III. İLK DERECE MAHKEMESİ KARARI

İlk Derece Mahkemesinin yukarıda tarih ve sayısı belirtilen kararı ile, boşanmaya sebebiyet veren olaylarda taraflar arasında daha önceden görülen ve kadının feragat ettiği davadan sonra eşine verdiği sözleri tutmayan, evin maddî giderlerini karşılamayan, kadının ziynetleri ile alınan aracı eşinden habersiz olarak başkasına satan ve 20.11.2019 tarihinde eşinin kredi kartını kullanarak borçlanan erkeğin tam kusurlu olduğu, uzman raporu uyarınca çocuğun velâyetinin anneye verilmesinin ve baba ile yatılı olmayacak şekilde kişisel ilişki tesisinin üstün yararına olduğu gerekçesi ile, davanın kabulü ile tarafların 4721 sayılı Türk Medeni Kanunu'nun (4721 sayılı Kanun) 166 ncı maddesinin birinci fıkrası uyarınca boşanmalarına, ortak çocuk Mert'in velâyetinin anneye verilmesine, baba ile çocuk arasında her ayın birinci ve üçüncü haftası pazar günü saat 09.00 ile aynı gün saat 17.00 arasında, dini bayramların ikinci günü sat 09.00 ile aynı gün 17.00 arasında kişisel ilişki tesisine, boşanma kararı kesinleşinceye kadar kişisel ilişkinin tedbiren bu şekilde sağlanmasına, çocuk için aylık 350,00 TL tedbir ve iştirak nafakasının babadan alınarak anneye verilmesine ve kadının ziynet alacağı davasının kabulü ile 5 adet toplam 80 gr bilezik karşılığı 20.000,00 TL'nin erkekten alınarak kadına verilmesine karar verilmiştir.

- **Alıştırma Seti**:
A. Mahkeme kararı metnine göre ortak çocuk için babadan alınarak anneye verilmesine hükmedilen aylık nafakanın miktarı ve türü nedir?
B. Mahkeme kararı metnini, son cümlesinden sonra gelecek bölümle aynı resmî üslupta devam ettirin.
Materyal, bu çalışmanın çözümü için gerekli değildir.

- **Alıntılanan Materyal**:
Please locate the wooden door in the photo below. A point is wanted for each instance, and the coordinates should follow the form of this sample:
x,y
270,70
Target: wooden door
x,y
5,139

- **Görevlerin Yanıtları**:
A. Aylık 350,00 TL tedbir ve iştirak nafakası.

B.
IV. İSTİNAF

A. İstinaf Yoluna Başvuranlar

İlk Derece Mahkemesinin yukarıda belirtilen kararına karşı süresi içinde davalı erkek vekili tarafından istinaf başvurusunda bulunulmuştur.

B. İstinaf Sebepleri

Davalı erkek vekili istinaf dilekçesinde özetle; mahkemenin kusur tespitinin doğru olmadığını, davacı kadın tarafından daha öncesinde açılan ve feragat edilen dava sonrası tarafların barıştığını, tarafların barışmalarından sonra yaşanan olayların da erkeğe kusur olarak yüklendiğini, kadın tanıklarının akraba olduğunu ve yanlı beyanda bulunduklarını, tarafların işbu dava sonrası da görüşmeye devam ettiğini, davalının eşini sevdiğini ve boşanmak istemediğini, kişisel ilişkinin sınırlı kurulmasını gerektirecek bir durum olmadığını, yerleşik yargı içtihatları uyarınca yatılı kişisel ilişkiye hükmedilmesi gerektiğini ve kadının ziynet alacağı davası harcını yatırmadığını, davayı ispatlayamadığını belirterek her iki dava yönünden İlk Derece Mahkemesi kararının kaldırılarak talepleri doğrultusunda davaların reddine karar verilmesi istemi ile istinaf başvurusunda bulunmuştur.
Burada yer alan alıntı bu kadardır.